*WHAT THE EXERCISE ASKS*
Copy out every entry below without changing a single character.

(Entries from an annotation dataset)
──────
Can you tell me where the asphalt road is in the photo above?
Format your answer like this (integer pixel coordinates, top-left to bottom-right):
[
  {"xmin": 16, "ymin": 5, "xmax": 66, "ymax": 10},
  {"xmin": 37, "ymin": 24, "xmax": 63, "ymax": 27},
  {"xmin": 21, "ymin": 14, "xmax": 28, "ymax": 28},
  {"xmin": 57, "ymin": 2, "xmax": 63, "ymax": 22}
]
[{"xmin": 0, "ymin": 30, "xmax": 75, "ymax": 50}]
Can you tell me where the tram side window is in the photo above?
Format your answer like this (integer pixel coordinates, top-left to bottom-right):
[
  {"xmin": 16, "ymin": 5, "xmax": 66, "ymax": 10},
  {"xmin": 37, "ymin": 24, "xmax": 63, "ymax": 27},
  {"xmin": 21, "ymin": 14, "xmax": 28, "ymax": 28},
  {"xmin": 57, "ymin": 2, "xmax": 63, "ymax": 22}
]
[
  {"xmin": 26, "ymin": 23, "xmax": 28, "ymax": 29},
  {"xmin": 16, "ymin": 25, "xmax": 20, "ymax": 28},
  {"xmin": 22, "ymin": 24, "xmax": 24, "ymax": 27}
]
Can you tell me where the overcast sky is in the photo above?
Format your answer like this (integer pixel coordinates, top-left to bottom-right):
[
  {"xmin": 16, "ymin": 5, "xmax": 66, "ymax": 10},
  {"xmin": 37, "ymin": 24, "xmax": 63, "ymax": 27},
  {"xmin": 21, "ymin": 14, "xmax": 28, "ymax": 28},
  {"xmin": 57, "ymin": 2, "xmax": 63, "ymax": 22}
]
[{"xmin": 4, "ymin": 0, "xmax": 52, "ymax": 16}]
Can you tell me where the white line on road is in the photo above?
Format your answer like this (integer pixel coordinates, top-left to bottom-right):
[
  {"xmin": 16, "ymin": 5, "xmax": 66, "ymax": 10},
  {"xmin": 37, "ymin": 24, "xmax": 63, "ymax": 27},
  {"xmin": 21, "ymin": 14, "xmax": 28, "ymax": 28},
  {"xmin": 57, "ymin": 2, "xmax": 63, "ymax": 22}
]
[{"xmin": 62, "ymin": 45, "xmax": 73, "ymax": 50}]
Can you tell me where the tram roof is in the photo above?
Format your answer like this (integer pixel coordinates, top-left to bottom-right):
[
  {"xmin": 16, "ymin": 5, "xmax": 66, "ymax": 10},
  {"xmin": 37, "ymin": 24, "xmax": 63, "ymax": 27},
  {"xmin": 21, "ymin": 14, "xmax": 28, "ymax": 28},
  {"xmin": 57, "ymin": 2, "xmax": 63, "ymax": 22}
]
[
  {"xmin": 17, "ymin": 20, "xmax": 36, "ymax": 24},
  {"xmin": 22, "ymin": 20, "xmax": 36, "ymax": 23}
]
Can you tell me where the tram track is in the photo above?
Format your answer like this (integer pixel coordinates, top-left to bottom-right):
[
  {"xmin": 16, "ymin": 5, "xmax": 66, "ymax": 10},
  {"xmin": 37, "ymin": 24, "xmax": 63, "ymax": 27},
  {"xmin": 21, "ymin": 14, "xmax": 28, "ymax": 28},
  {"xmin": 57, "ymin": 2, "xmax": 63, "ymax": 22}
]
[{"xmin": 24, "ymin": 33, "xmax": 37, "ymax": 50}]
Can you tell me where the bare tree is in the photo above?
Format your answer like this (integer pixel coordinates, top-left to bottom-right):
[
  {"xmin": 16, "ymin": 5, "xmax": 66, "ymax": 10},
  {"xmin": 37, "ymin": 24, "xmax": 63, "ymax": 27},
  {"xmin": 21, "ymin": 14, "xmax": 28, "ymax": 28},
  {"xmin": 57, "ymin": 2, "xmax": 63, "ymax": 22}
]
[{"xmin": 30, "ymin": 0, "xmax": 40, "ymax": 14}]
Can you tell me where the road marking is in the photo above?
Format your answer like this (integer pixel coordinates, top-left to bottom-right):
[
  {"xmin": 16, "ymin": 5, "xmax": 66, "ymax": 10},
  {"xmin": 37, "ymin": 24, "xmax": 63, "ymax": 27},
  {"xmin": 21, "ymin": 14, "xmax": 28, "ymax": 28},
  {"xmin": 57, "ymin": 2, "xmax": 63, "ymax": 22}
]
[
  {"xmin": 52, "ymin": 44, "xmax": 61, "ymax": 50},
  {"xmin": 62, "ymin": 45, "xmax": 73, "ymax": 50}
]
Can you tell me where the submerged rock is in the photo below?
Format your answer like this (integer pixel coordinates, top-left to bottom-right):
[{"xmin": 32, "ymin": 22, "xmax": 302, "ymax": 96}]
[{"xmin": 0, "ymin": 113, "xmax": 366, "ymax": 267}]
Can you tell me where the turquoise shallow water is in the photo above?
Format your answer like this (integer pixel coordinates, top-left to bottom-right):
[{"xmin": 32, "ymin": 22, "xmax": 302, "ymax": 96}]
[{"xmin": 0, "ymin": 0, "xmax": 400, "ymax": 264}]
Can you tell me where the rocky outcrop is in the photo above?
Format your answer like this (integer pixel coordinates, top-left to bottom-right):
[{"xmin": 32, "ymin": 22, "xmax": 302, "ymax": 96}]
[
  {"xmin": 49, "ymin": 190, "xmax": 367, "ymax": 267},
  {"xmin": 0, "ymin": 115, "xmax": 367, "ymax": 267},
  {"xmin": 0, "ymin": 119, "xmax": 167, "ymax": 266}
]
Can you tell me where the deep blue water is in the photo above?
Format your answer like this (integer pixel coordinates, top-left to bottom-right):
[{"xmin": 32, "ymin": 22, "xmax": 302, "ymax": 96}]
──────
*THE RESULT*
Can you tell me where the asphalt road is in the photo above?
Format your answer like this (integer pixel coordinates, top-left to bottom-right):
[
  {"xmin": 16, "ymin": 5, "xmax": 66, "ymax": 10},
  {"xmin": 37, "ymin": 24, "xmax": 63, "ymax": 27},
  {"xmin": 21, "ymin": 14, "xmax": 28, "ymax": 28},
  {"xmin": 57, "ymin": 2, "xmax": 63, "ymax": 22}
]
[{"xmin": 0, "ymin": 30, "xmax": 75, "ymax": 50}]
Can you tell me where the tram side window is in the photo above?
Format your answer like this (integer pixel coordinates, top-left to bottom-right):
[
  {"xmin": 16, "ymin": 5, "xmax": 66, "ymax": 10},
  {"xmin": 37, "ymin": 24, "xmax": 63, "ymax": 27},
  {"xmin": 21, "ymin": 14, "xmax": 28, "ymax": 28},
  {"xmin": 57, "ymin": 2, "xmax": 63, "ymax": 22}
]
[
  {"xmin": 26, "ymin": 23, "xmax": 28, "ymax": 29},
  {"xmin": 16, "ymin": 25, "xmax": 20, "ymax": 28},
  {"xmin": 22, "ymin": 24, "xmax": 24, "ymax": 27}
]
Can you tell me where the overcast sky is in the photo above?
Format your answer like this (integer pixel coordinates, top-left to bottom-right):
[
  {"xmin": 16, "ymin": 5, "xmax": 66, "ymax": 10},
  {"xmin": 37, "ymin": 24, "xmax": 63, "ymax": 27},
  {"xmin": 21, "ymin": 14, "xmax": 28, "ymax": 28},
  {"xmin": 57, "ymin": 2, "xmax": 63, "ymax": 22}
]
[{"xmin": 4, "ymin": 0, "xmax": 52, "ymax": 16}]
Can you tell me where the white line on road is in the photo above?
Format your answer like this (integer pixel coordinates, top-left to bottom-right):
[
  {"xmin": 16, "ymin": 5, "xmax": 66, "ymax": 10},
  {"xmin": 37, "ymin": 24, "xmax": 63, "ymax": 27},
  {"xmin": 21, "ymin": 14, "xmax": 28, "ymax": 28},
  {"xmin": 57, "ymin": 2, "xmax": 63, "ymax": 22}
]
[{"xmin": 62, "ymin": 45, "xmax": 73, "ymax": 50}]
Can you tell me where the tram roof is in the photo above?
Format your answer like this (integer pixel coordinates, top-left to bottom-right):
[
  {"xmin": 16, "ymin": 5, "xmax": 66, "ymax": 10},
  {"xmin": 37, "ymin": 24, "xmax": 63, "ymax": 27},
  {"xmin": 21, "ymin": 14, "xmax": 28, "ymax": 28},
  {"xmin": 57, "ymin": 2, "xmax": 63, "ymax": 22}
]
[
  {"xmin": 17, "ymin": 20, "xmax": 36, "ymax": 24},
  {"xmin": 22, "ymin": 20, "xmax": 36, "ymax": 23}
]
Can you tell me where the tram track is in the photo above?
Format your answer like this (integer pixel coordinates, top-left to bottom-right):
[
  {"xmin": 16, "ymin": 5, "xmax": 66, "ymax": 10},
  {"xmin": 37, "ymin": 24, "xmax": 63, "ymax": 27},
  {"xmin": 21, "ymin": 14, "xmax": 28, "ymax": 28},
  {"xmin": 57, "ymin": 2, "xmax": 63, "ymax": 22}
]
[{"xmin": 24, "ymin": 33, "xmax": 37, "ymax": 50}]
Can you tell me where the bare tree is in the photo above?
Format your answer like this (integer pixel coordinates, top-left to bottom-right):
[
  {"xmin": 16, "ymin": 5, "xmax": 66, "ymax": 10},
  {"xmin": 37, "ymin": 24, "xmax": 63, "ymax": 27},
  {"xmin": 21, "ymin": 14, "xmax": 28, "ymax": 28},
  {"xmin": 57, "ymin": 2, "xmax": 63, "ymax": 22}
]
[{"xmin": 30, "ymin": 0, "xmax": 40, "ymax": 14}]
Can you tell me where the road marking is in the photo above?
Format your answer like this (integer pixel coordinates, top-left to bottom-right):
[
  {"xmin": 16, "ymin": 5, "xmax": 66, "ymax": 10},
  {"xmin": 37, "ymin": 24, "xmax": 63, "ymax": 27},
  {"xmin": 21, "ymin": 14, "xmax": 28, "ymax": 28},
  {"xmin": 57, "ymin": 2, "xmax": 63, "ymax": 22}
]
[
  {"xmin": 52, "ymin": 44, "xmax": 61, "ymax": 50},
  {"xmin": 62, "ymin": 45, "xmax": 73, "ymax": 50}
]
Can you tell me where the submerged rock is in the photo below?
Format your answer like this (integer pixel coordinates, top-left to bottom-right):
[{"xmin": 32, "ymin": 22, "xmax": 302, "ymax": 96}]
[{"xmin": 0, "ymin": 113, "xmax": 366, "ymax": 267}]
Can you tell me where the turquoise shallow water is in the photo above?
Format your answer like this (integer pixel coordinates, top-left to bottom-right):
[{"xmin": 32, "ymin": 22, "xmax": 302, "ymax": 96}]
[{"xmin": 0, "ymin": 0, "xmax": 400, "ymax": 264}]
Can you tell me where the rocky outcrop is in the photo above?
Format your answer like this (integer pixel coordinates, top-left to bottom-right):
[{"xmin": 32, "ymin": 22, "xmax": 302, "ymax": 96}]
[
  {"xmin": 49, "ymin": 190, "xmax": 367, "ymax": 267},
  {"xmin": 0, "ymin": 115, "xmax": 367, "ymax": 267},
  {"xmin": 0, "ymin": 119, "xmax": 167, "ymax": 266}
]
Can you tell me where the deep blue water is in the photo above?
Format your answer like this (integer pixel coordinates, top-left to bottom-right):
[{"xmin": 32, "ymin": 22, "xmax": 302, "ymax": 96}]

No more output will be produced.